§ **Excerto selecionado**:
%%
Vivemos um tempo com tendência para apagar a memória e que parece cultivar o esquecimento.

Em silêncio, toleramos uma sociedade que parece não dar valor ao que é importante …. pois tudo é efémero.

Transversal a este tempo e a esta nossa sociedade, paira sobre nós uma estranha “mística do instante”.

Porque não me sinto confortável neste tempo e nesta sociedade que tão facilmente esquece o seu passado, quero evocar o Professor e Cirurgião Ornelas Monteiro que recentemente deixou de estar entre nós.

Gostaria que este meu pequeno texto fosse entendido como um testemunho de gratidão e não apenas como um elogio formal que tradicionalmente ornamenta o triste momento de uma despedida.

É que eu fui seu aluno, seu interno e seu cirurgião.

Sempre me senti próximo do Prof. Ornelas Monteiro e nunca esquecerei o privilégio de ter sido um dos seus discípulos, mesmo quando me aventurei por outros caminhos e assumi responsabilidades que me afastaram do seu convívio diário.

Como aluno, recordo as suas excelentes aulas que obrigaram o Prof. Roberto Monteiro a repetir a mesma matéria duas vezes no mesmo dia, pois o maior anfiteatro da Faculdade de Medicina, esgotava completamente a sua lotação, apesar de não haver marcação de faltas.

Mas esta reconhecida vocação para o ensino não impediu que um dia, felizmente para a Madeira, o Prof. Ornelas Monteiro decidisse deixar uma promissora carreira académica e regressasse à sua Ilha.

Traz consigo o rigor que o ato medico exige, a competência elegante do seu gesto cirúrgico e a capacidade de quem sabe ensinar.

Provavelmente sem se dar conta, o Professor vindo da Universidade de Coimbra e agora Diretor do Serviço de Cirurgia 3, iniciava a criação de uma verdadeira “Escola Cirúrgica” na Madeira!
%%
§ **Dados para análise**:
%%
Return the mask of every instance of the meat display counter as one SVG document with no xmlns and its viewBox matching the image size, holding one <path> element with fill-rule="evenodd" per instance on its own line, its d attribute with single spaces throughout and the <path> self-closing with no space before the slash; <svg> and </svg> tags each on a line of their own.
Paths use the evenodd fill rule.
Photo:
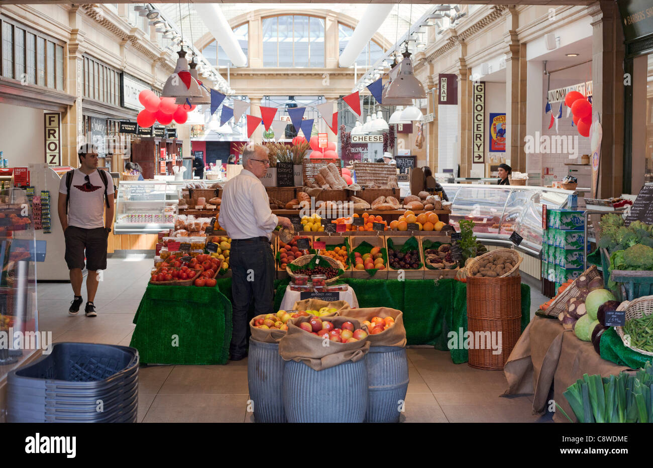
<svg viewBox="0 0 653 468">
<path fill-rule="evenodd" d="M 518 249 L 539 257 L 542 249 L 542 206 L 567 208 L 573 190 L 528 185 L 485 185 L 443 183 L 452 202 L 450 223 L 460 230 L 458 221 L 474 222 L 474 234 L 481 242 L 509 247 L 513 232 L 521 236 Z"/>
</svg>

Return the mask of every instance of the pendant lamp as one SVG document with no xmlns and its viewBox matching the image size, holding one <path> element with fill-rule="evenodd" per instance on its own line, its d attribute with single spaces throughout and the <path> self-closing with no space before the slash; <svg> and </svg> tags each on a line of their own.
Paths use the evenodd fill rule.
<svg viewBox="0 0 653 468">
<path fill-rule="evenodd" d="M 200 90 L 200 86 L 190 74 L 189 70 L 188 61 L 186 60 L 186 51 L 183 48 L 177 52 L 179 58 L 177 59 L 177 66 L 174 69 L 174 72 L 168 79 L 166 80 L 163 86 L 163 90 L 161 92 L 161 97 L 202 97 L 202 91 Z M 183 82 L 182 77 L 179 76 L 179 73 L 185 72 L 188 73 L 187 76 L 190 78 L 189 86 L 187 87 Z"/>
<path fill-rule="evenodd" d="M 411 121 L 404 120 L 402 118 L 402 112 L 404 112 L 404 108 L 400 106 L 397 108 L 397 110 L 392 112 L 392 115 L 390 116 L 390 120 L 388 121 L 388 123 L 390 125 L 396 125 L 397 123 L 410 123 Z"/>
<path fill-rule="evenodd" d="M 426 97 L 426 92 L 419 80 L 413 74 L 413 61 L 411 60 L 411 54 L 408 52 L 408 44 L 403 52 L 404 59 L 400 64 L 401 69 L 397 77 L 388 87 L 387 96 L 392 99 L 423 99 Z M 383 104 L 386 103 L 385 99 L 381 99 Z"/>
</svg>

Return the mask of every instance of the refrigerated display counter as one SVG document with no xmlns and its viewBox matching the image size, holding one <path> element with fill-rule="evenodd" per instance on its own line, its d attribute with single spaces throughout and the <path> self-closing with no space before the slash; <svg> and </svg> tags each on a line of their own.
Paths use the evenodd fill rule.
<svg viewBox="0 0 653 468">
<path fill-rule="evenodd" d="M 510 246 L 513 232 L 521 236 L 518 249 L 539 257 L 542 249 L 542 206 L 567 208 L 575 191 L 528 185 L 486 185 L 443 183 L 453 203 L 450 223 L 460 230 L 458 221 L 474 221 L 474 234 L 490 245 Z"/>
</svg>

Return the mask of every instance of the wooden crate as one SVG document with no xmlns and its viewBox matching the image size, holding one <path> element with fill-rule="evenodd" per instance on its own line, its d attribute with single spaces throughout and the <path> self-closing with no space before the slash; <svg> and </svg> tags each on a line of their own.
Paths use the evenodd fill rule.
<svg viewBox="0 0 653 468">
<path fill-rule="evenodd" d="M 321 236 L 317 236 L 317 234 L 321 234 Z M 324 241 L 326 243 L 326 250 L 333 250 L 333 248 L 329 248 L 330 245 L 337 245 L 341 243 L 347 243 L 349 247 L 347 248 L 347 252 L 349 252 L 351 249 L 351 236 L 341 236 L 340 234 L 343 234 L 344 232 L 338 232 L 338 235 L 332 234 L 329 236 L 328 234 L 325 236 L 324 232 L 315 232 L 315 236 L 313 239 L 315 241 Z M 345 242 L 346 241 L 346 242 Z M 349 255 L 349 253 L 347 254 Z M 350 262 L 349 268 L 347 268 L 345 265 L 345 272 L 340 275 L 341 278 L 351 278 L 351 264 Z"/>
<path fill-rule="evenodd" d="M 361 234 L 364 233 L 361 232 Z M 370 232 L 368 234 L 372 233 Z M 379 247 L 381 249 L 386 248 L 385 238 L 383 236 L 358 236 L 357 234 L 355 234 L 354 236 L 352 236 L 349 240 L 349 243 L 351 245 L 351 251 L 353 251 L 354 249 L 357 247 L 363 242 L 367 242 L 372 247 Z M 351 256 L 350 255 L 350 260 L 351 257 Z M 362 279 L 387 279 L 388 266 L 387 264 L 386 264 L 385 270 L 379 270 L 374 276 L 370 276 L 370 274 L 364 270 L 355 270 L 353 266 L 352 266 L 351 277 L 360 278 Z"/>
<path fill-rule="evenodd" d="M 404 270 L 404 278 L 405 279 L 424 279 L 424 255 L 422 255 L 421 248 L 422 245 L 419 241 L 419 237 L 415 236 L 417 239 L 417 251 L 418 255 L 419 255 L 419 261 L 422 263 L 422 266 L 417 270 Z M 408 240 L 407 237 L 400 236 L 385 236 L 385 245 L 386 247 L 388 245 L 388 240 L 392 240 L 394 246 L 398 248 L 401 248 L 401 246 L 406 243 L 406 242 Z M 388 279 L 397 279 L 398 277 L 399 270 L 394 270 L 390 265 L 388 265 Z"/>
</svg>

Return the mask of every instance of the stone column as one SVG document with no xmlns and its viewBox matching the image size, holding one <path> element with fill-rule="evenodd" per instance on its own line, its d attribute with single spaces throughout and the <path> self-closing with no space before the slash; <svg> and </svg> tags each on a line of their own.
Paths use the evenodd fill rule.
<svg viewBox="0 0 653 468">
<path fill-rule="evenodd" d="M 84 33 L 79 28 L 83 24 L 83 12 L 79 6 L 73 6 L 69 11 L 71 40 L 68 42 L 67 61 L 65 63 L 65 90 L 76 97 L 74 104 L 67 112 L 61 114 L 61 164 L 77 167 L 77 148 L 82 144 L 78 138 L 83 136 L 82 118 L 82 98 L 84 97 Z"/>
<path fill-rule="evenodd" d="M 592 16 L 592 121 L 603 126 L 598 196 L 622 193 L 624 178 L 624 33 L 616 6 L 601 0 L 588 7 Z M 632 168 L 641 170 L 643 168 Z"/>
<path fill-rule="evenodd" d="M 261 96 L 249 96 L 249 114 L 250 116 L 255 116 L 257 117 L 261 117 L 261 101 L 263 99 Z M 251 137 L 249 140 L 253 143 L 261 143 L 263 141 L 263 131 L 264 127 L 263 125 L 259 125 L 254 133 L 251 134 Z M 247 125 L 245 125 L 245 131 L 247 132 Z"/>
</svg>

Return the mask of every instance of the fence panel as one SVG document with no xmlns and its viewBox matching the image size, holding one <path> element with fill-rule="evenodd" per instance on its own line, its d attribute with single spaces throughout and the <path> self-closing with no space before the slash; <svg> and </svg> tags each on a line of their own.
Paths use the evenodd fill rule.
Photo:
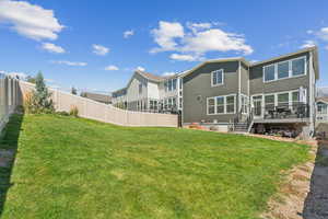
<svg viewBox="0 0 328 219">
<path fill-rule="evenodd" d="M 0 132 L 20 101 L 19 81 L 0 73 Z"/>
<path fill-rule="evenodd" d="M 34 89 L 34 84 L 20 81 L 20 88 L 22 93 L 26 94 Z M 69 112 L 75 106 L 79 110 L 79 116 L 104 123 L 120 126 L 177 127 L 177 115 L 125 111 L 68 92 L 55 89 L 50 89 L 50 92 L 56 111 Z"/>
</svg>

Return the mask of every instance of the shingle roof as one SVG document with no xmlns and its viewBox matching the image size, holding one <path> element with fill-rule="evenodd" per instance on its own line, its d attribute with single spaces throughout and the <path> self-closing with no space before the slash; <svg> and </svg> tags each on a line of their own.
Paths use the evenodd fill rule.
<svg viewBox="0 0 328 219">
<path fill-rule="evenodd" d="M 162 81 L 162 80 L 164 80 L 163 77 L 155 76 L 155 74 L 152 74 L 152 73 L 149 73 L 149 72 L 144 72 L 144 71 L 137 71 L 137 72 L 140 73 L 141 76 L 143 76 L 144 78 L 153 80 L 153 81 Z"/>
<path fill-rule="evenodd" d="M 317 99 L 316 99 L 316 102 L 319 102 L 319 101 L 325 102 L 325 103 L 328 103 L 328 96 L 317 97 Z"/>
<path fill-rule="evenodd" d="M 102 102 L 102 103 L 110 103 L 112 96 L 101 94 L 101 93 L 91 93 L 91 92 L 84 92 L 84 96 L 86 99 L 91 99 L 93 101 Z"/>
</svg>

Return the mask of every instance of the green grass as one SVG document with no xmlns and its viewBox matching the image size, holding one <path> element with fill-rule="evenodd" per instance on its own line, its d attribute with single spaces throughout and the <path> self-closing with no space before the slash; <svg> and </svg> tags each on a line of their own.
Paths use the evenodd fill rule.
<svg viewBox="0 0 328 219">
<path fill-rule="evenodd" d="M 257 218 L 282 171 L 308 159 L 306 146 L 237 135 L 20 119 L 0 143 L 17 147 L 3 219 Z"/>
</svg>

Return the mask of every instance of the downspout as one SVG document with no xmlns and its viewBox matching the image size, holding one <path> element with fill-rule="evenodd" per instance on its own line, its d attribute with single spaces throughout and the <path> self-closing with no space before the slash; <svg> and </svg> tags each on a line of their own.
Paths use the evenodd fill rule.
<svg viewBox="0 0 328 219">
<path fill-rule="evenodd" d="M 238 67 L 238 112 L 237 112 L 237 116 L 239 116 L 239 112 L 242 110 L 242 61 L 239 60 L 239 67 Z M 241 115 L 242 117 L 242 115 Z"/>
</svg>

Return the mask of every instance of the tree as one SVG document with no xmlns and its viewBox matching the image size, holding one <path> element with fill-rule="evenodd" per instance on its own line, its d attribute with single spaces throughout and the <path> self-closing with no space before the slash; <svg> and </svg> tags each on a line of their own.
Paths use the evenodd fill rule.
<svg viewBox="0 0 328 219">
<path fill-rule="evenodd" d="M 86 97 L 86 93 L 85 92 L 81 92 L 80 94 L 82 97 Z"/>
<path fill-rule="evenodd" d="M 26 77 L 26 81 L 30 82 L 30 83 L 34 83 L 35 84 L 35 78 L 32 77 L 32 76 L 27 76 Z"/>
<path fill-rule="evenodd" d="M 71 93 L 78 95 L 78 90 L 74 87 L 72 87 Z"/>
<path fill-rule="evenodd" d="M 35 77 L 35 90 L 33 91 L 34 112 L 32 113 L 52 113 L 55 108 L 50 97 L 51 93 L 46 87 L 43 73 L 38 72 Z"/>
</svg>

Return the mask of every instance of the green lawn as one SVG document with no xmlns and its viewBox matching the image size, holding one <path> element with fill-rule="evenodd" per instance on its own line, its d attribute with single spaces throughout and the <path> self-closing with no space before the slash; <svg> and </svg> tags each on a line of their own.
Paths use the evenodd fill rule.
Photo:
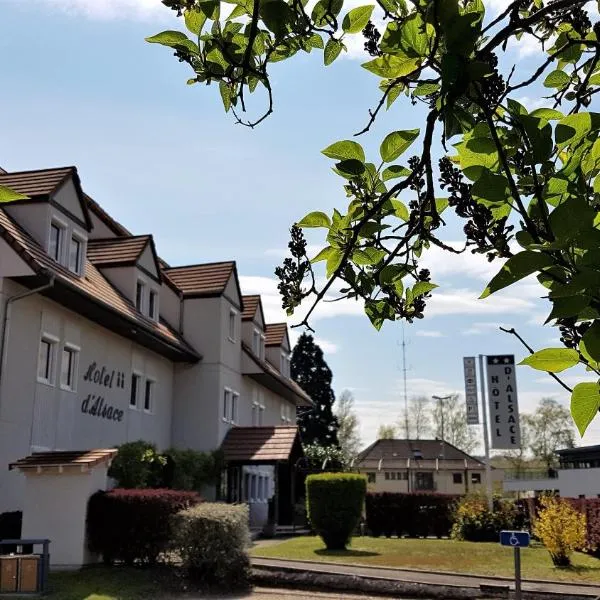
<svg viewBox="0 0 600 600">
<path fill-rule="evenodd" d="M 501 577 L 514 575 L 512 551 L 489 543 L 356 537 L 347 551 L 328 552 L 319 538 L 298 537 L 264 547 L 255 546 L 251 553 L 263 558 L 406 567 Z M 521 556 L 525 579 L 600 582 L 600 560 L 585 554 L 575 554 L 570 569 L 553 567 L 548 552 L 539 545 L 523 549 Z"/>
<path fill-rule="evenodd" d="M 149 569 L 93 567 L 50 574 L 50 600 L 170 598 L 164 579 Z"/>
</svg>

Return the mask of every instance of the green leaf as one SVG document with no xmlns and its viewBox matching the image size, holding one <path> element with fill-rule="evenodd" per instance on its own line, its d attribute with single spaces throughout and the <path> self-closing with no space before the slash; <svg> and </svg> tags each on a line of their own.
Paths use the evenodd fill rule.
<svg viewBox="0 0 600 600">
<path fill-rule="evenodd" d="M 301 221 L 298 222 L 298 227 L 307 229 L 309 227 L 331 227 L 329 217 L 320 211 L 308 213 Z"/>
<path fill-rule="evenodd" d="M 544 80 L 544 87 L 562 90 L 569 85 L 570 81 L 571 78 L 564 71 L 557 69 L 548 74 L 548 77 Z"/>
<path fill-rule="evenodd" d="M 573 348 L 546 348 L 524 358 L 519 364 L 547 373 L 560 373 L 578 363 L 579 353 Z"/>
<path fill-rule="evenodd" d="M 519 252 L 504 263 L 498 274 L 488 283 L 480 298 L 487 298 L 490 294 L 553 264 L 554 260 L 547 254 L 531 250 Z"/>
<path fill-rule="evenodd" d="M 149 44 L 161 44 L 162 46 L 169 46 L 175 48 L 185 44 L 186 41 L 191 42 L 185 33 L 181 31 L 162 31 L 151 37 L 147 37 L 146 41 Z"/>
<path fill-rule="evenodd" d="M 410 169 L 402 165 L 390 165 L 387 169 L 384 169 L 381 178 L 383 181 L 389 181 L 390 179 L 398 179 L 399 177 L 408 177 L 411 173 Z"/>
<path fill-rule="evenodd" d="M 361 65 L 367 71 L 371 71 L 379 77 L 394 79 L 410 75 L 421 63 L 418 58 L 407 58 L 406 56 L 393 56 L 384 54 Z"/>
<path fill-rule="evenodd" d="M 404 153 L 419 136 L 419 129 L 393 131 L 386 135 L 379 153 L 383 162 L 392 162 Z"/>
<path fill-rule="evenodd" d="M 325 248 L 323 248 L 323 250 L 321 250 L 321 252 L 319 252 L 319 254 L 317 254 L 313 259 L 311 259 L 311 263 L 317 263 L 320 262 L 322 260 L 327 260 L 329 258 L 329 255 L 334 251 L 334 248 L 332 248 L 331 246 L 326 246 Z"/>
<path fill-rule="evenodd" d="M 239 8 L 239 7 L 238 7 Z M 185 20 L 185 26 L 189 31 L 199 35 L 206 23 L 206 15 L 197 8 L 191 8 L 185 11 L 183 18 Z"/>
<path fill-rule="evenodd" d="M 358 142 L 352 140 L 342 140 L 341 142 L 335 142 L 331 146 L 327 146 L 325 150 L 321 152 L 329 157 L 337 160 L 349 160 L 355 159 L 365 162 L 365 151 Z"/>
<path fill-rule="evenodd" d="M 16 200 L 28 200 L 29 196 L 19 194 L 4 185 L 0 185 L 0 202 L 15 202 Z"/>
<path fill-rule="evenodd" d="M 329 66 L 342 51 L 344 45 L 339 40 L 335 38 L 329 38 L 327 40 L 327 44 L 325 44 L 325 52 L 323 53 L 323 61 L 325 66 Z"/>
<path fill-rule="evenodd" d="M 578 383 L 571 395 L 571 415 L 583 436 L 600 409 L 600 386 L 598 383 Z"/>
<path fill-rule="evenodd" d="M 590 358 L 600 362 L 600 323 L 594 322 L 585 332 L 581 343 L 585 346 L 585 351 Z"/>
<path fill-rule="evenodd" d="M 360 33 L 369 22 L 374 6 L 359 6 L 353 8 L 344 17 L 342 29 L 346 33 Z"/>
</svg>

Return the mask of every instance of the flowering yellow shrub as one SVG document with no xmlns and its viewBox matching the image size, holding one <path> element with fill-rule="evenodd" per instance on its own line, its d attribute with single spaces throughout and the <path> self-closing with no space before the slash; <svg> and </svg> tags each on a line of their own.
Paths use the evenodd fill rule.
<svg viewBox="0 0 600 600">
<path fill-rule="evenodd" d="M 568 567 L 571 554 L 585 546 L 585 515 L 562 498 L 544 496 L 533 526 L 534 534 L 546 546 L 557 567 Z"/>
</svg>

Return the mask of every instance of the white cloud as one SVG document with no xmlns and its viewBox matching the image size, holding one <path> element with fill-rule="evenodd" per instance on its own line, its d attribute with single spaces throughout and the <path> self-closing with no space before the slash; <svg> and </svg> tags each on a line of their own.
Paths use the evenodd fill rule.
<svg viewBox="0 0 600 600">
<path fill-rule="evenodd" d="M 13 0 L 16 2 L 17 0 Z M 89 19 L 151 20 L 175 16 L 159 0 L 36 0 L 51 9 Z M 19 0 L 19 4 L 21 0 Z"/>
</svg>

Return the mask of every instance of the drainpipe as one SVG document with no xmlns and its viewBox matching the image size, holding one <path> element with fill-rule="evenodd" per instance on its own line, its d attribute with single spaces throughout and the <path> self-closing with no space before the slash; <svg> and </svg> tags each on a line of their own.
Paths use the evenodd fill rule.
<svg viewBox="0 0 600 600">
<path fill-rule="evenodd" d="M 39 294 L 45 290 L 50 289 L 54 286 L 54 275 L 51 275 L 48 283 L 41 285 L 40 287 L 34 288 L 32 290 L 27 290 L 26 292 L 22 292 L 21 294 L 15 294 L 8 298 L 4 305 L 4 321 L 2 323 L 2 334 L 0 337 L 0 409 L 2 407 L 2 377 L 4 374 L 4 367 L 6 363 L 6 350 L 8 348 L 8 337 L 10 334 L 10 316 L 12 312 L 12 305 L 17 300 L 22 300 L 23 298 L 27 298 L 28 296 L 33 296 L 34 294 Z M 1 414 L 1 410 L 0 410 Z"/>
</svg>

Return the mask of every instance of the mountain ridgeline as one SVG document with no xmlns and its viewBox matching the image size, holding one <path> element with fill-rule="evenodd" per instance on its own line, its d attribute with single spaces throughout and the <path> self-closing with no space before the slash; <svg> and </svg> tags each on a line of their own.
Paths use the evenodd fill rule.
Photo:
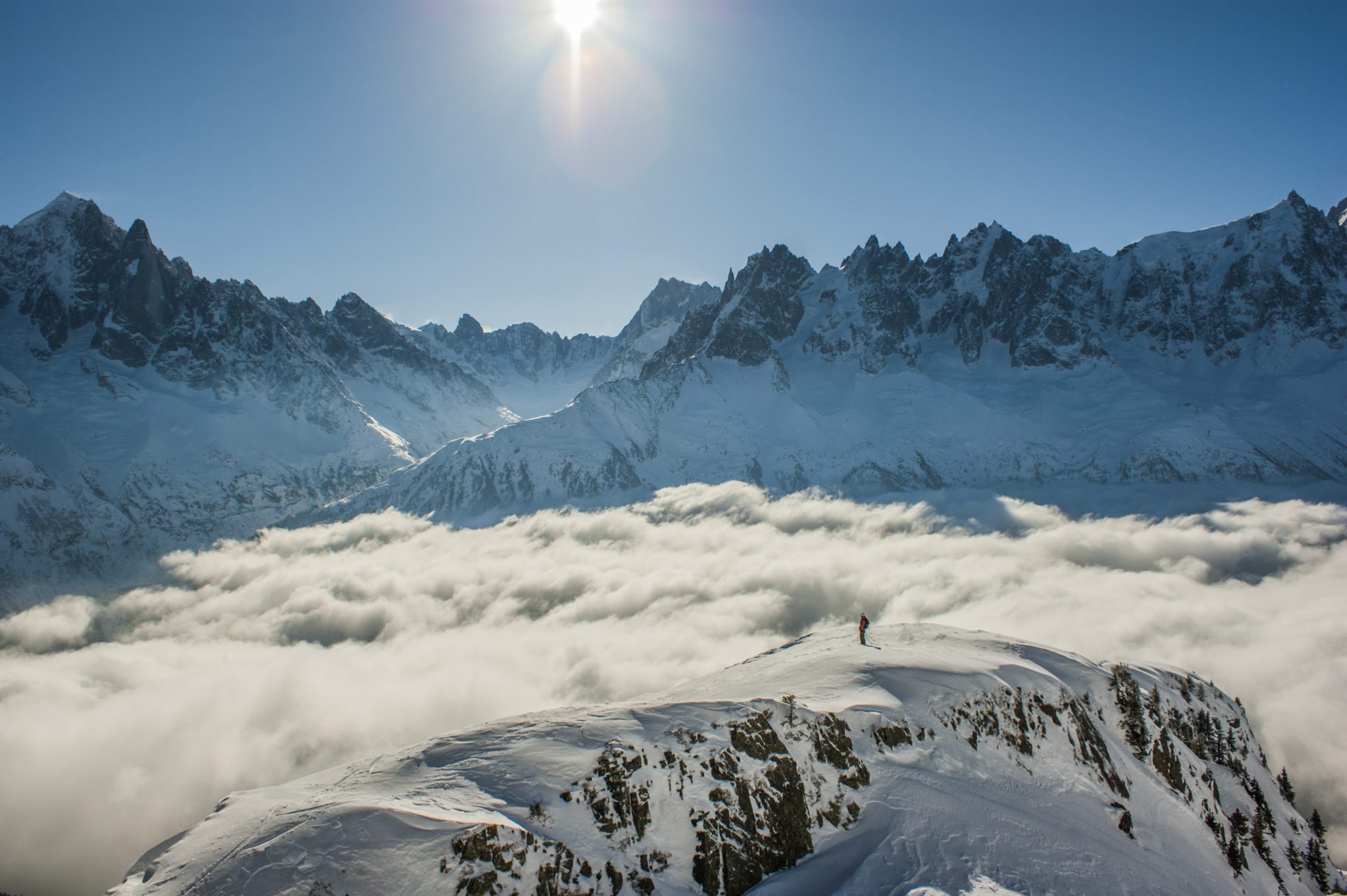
%%
§ **O que fazer**:
[a] Segundo o excerto selecionado, o que traz consigo o Prof. Ornelas Monteiro ao regressar à sua Ilha? Enumere tudo o que é referido.
[b] Responda com base no excerto selecionado:
(i) Em que três qualidades esteve quem escreve ligado ao Prof. Ornelas Monteiro?
(ii) Por que motivo o Prof. Roberto Monteiro teve de repetir a mesma matéria duas vezes no mesmo dia?
(iii) De que universidade vinha o Professor e de que serviço era Diretor?

§ **Resultados esperados**:
[a]
- o rigor que o ato medico exige
- a competência elegante do seu gesto cirúrgico
- a capacidade de quem sabe ensinar

[b]
(i) Foi seu aluno, seu interno e seu cirurgião.
(ii) O maior anfiteatro da Faculdade de Medicina esgotava completamente a sua lotação, apesar de não haver marcação de faltas.
(iii) Vinha da Universidade de Coimbra e era Diretor do Serviço de Cirurgia 3.